# TASK INSTRUCTIONS:
Beginning with the line where "target | grass field" appears, restate the lines word for word through the last one in the listing.

Excerpts of pointing data
----

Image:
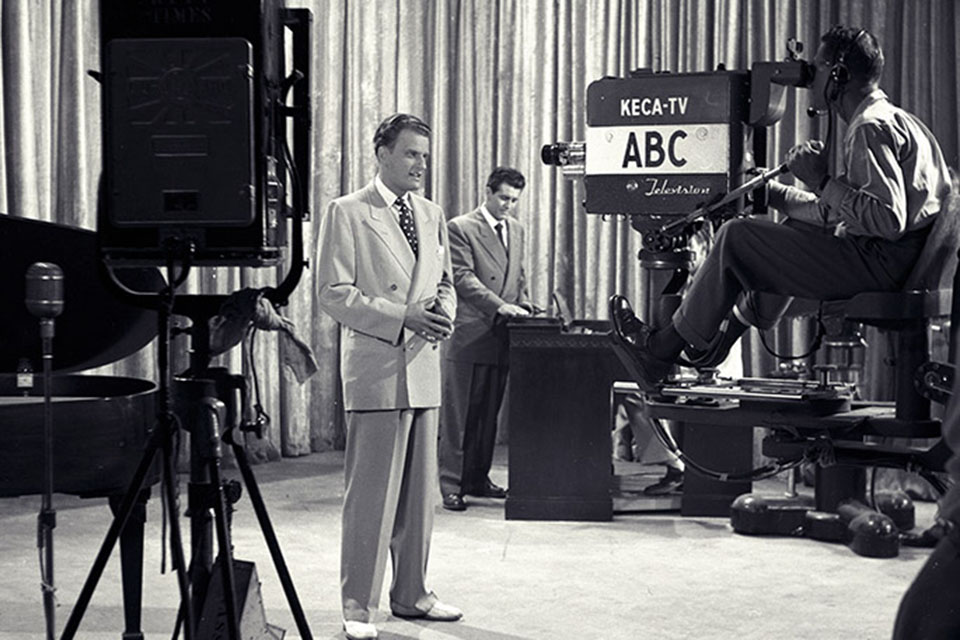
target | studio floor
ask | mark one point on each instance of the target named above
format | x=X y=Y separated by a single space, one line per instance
x=643 y=575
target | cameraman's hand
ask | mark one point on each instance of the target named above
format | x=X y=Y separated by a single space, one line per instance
x=511 y=310
x=427 y=323
x=808 y=162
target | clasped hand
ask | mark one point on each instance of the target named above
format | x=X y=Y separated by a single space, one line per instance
x=808 y=162
x=427 y=323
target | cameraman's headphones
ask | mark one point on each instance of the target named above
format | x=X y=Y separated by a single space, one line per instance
x=839 y=73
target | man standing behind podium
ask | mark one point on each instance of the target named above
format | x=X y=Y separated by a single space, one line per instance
x=384 y=274
x=486 y=248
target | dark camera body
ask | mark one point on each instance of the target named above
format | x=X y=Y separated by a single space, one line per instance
x=192 y=154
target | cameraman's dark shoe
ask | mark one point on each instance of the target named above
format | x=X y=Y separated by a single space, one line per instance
x=671 y=482
x=707 y=358
x=631 y=344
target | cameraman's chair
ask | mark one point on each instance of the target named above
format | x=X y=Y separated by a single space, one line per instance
x=927 y=294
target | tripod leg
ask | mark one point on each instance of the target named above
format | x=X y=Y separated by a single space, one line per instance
x=208 y=436
x=131 y=563
x=271 y=538
x=176 y=540
x=226 y=553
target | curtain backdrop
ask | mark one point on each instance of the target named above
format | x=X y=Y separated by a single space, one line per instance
x=496 y=79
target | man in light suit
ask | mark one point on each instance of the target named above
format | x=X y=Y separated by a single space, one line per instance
x=486 y=247
x=384 y=274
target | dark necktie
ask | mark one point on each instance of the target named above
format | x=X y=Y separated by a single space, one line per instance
x=406 y=224
x=500 y=234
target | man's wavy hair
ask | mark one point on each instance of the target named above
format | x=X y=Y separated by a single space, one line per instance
x=389 y=130
x=857 y=49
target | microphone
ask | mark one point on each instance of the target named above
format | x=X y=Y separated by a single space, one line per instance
x=44 y=296
x=44 y=299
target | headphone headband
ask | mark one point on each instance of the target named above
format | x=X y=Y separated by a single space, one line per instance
x=839 y=73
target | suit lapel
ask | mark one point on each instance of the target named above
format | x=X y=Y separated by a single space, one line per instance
x=489 y=240
x=514 y=260
x=382 y=220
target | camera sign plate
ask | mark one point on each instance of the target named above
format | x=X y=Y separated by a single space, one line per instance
x=658 y=149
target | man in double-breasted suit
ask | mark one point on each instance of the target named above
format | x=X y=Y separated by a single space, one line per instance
x=384 y=274
x=486 y=248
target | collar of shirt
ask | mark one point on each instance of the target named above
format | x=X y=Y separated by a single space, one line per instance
x=389 y=196
x=871 y=98
x=492 y=221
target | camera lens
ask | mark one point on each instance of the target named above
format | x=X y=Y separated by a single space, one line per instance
x=550 y=153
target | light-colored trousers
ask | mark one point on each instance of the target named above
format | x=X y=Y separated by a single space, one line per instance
x=388 y=504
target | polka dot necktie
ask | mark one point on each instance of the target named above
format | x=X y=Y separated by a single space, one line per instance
x=406 y=224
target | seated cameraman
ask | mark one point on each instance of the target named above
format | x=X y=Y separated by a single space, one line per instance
x=859 y=231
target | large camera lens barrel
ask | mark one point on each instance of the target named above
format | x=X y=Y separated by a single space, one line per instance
x=551 y=153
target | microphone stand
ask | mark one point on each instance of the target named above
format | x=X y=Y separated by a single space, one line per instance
x=44 y=299
x=47 y=520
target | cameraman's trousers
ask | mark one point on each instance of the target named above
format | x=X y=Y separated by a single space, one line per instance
x=776 y=262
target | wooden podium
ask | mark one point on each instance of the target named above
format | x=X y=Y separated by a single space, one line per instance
x=560 y=458
x=560 y=464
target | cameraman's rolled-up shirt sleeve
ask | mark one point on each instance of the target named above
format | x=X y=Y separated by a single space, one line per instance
x=869 y=199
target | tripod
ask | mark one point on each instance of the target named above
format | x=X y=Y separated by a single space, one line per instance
x=208 y=418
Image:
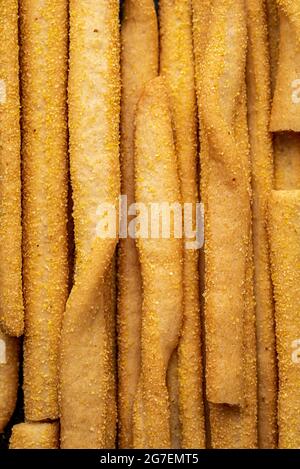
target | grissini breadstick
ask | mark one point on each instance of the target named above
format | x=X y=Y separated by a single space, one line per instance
x=44 y=72
x=11 y=299
x=35 y=435
x=94 y=158
x=139 y=64
x=9 y=379
x=177 y=54
x=261 y=155
x=284 y=230
x=161 y=266
x=226 y=185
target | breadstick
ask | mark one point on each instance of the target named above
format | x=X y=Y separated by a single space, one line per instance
x=11 y=299
x=35 y=435
x=177 y=55
x=284 y=230
x=139 y=64
x=225 y=182
x=86 y=360
x=261 y=154
x=44 y=71
x=9 y=379
x=161 y=266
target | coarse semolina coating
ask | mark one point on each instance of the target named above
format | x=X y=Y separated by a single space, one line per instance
x=35 y=435
x=161 y=265
x=226 y=195
x=44 y=38
x=94 y=87
x=11 y=297
x=9 y=377
x=139 y=64
x=261 y=156
x=284 y=232
x=177 y=67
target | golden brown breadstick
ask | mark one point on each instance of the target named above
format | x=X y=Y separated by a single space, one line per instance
x=139 y=64
x=261 y=154
x=177 y=55
x=226 y=184
x=161 y=266
x=284 y=230
x=11 y=299
x=44 y=32
x=9 y=379
x=86 y=360
x=35 y=435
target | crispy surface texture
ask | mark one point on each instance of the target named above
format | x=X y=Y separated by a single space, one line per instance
x=11 y=297
x=86 y=352
x=284 y=230
x=177 y=66
x=44 y=150
x=161 y=265
x=35 y=435
x=139 y=64
x=261 y=154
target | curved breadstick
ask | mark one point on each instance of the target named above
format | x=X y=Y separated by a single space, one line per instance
x=261 y=154
x=286 y=100
x=86 y=363
x=11 y=300
x=161 y=265
x=284 y=230
x=44 y=71
x=177 y=54
x=35 y=435
x=9 y=377
x=227 y=228
x=139 y=64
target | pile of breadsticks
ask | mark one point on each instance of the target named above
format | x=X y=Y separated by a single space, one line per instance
x=137 y=341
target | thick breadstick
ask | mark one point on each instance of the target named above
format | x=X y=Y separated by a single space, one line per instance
x=139 y=64
x=261 y=154
x=225 y=181
x=286 y=101
x=284 y=229
x=35 y=435
x=177 y=65
x=86 y=362
x=44 y=32
x=9 y=379
x=11 y=299
x=161 y=266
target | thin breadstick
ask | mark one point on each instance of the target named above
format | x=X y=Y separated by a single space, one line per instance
x=177 y=66
x=9 y=378
x=225 y=180
x=139 y=64
x=261 y=154
x=44 y=33
x=94 y=88
x=284 y=230
x=35 y=435
x=161 y=266
x=11 y=299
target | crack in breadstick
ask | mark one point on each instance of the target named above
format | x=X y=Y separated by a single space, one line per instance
x=261 y=154
x=161 y=265
x=139 y=64
x=226 y=192
x=177 y=66
x=284 y=231
x=9 y=377
x=86 y=355
x=11 y=297
x=44 y=148
x=35 y=435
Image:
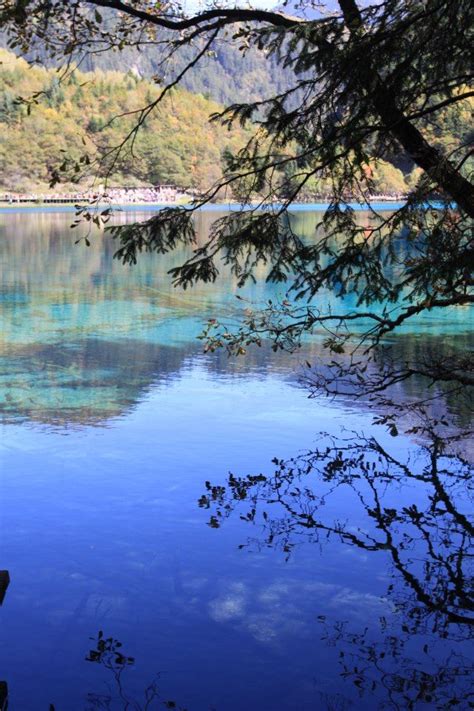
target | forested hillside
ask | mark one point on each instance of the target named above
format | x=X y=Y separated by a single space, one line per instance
x=176 y=145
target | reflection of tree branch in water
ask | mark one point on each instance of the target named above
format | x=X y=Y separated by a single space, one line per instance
x=412 y=510
x=407 y=680
x=108 y=653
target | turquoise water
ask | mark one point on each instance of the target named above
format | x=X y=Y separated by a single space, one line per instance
x=112 y=420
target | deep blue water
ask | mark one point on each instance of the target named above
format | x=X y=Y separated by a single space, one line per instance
x=113 y=419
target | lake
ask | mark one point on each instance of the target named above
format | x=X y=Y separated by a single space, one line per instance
x=113 y=420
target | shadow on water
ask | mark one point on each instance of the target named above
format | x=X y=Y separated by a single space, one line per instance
x=414 y=511
x=4 y=583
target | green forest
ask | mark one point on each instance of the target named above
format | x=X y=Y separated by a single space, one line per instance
x=177 y=144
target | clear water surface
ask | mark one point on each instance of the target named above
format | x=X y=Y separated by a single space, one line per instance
x=112 y=421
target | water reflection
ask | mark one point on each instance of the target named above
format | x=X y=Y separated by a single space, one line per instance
x=4 y=583
x=104 y=520
x=414 y=510
x=84 y=338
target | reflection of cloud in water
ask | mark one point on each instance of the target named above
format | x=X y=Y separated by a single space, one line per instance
x=284 y=609
x=231 y=605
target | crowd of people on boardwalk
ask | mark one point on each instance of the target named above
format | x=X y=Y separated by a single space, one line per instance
x=127 y=195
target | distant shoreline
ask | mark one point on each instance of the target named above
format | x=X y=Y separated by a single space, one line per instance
x=382 y=205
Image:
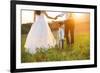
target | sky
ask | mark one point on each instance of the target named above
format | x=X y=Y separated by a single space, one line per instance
x=27 y=16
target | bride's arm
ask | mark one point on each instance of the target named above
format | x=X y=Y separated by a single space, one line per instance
x=49 y=16
x=34 y=16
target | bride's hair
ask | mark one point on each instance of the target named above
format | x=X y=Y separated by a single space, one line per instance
x=37 y=12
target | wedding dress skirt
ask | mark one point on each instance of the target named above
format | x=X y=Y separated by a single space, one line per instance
x=39 y=36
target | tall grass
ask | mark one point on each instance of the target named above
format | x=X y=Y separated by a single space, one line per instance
x=79 y=51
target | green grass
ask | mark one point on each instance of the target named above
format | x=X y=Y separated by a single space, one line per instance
x=79 y=51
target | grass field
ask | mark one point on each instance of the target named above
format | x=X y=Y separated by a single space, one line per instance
x=79 y=51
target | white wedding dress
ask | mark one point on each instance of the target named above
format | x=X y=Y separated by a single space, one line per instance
x=39 y=36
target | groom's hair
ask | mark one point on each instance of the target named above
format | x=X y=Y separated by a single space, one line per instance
x=38 y=12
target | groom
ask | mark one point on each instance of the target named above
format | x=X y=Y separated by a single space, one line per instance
x=69 y=29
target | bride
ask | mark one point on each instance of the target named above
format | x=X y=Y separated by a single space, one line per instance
x=40 y=35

----

# WRITTEN ANSWER:
target | grass field
ask | mark one point on each instance of the target named above
format | x=X y=Y separated by a single space, one line per instance
x=79 y=51
target | white wedding dress
ask | mark one point on each instance of the target named above
format | x=X y=Y separated by a single space, one line per instance
x=39 y=36
target | groom's hair
ask | mark one point on each instance of the target named above
format | x=X y=Y separated by a single space, one line per instance
x=38 y=12
target | groom
ask | mark one point on each instance of the target named above
format | x=X y=Y separated by a single space, one line per instance
x=69 y=29
target | bride
ask | mark one point on each instance of the target named above
format | x=X y=Y separated by a single space, one line per instance
x=40 y=35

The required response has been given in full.